• LISTED ENTRIES:

———

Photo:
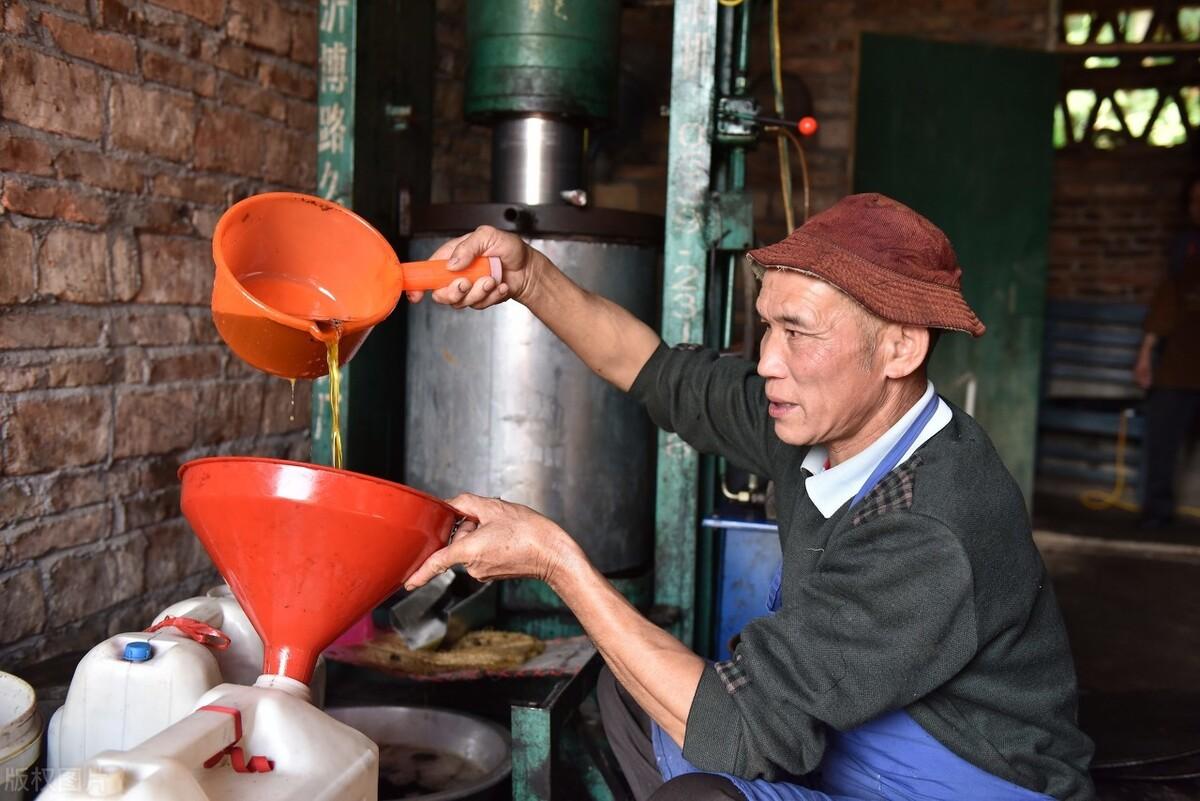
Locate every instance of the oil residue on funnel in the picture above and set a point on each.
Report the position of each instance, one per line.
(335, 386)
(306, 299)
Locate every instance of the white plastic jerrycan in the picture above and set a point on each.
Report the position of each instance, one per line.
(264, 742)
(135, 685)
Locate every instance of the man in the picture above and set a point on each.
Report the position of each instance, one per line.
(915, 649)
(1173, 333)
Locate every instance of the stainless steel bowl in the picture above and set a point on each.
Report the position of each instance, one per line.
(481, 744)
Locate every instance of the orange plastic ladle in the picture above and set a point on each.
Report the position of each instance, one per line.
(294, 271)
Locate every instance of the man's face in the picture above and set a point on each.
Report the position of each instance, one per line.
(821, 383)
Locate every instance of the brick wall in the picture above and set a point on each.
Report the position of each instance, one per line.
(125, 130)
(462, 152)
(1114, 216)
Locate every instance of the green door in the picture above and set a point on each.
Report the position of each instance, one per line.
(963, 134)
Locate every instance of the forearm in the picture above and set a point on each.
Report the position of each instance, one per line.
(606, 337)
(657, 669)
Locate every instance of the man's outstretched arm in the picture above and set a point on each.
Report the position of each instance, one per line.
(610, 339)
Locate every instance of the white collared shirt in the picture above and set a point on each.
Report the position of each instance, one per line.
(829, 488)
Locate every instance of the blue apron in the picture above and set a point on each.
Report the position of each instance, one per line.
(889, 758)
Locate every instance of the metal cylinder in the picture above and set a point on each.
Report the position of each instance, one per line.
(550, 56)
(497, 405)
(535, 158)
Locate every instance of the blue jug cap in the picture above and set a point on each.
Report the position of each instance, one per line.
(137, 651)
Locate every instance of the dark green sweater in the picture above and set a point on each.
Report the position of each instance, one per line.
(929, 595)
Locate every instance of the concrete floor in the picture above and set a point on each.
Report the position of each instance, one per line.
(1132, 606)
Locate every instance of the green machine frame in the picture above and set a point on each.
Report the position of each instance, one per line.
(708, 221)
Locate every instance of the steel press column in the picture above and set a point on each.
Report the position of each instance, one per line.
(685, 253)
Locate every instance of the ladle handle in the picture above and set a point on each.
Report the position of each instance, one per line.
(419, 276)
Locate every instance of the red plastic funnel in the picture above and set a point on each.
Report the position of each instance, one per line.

———

• TASK BRIEF: Keep the pictures out and write out the records exactly.

• THE RESPONSE:
Photo:
Locate every instance of the oil residue on funnel in the picture above and set a point on each.
Report the position of each instance, one per line.
(335, 386)
(306, 299)
Locate every instance of the white plastic jerrycan in the picture above and set a point on each.
Report the position of each instance, one per line.
(264, 742)
(135, 685)
Locate every instance of the man in the picture above and set a point on each.
Report the position of each instance, one per line.
(915, 649)
(1173, 333)
Locate every instance of the stainless steel bowl in the picture above and set a point on each.
Report the position of each instance, one per line.
(481, 744)
Locate every instance of the orange plastic ladle in the picture above and set a point on each.
Report the position of each instance, one per line.
(294, 271)
Locate every instance of the man's face in the picture above and set a point on each.
Report the position of each instance, one per line.
(821, 383)
Locate every instance of the brick wall in the picture above and set a point on each.
Report the position of each instance, one per line.
(125, 130)
(462, 152)
(1114, 216)
Locate every instance of the green door in the picture above and set a point on each.
Report the position of each instance, one per line.
(963, 134)
Locate every instance of the forearm in the picture above and set a point on each.
Report the position of each instance, one per line.
(606, 337)
(657, 669)
Locate every instance of the man's outstretched arm in the picture above and set a point on each.
Report the position of each instance, one per line.
(610, 339)
Locate every instance of the white collared shirt in the picture above and set a point on each.
Report the position of each instance, one per line.
(829, 488)
Locate every instance of the blue apron in the picture above and set a point on each.
Report the position of each instance, one per line.
(889, 758)
Locate every instance of the metal cylinder in the picture above and set a point on each.
Report the position of each instance, one per line.
(550, 56)
(497, 405)
(535, 158)
Locate every instance of the blue jug cap in the picture above and set a point on each.
Report the position of each instance, one per line.
(137, 651)
Locate every instance of the dark green sweater in the picture above and set a point on each.
Report the position of each instance, one per line.
(929, 595)
Locate every instance of the concrete floor in the picture above and set a point on each.
Report the position of each instance, one per line.
(1132, 606)
Locate every instance of the green machine frame in the picture above and set a point on each.
Report the position of each instance, one per line.
(708, 221)
Locate every instance of the steel press column in the picture above and set a point on each.
Report the position of each instance, one per line.
(685, 253)
Locate every instance of the ladle handle in the picture above and set a point on each.
Report the position of each instance, one per line.
(419, 276)
Locate every instance of the red plastic funnel in the picture above and set a point on each.
Report the position of each instance, one per line.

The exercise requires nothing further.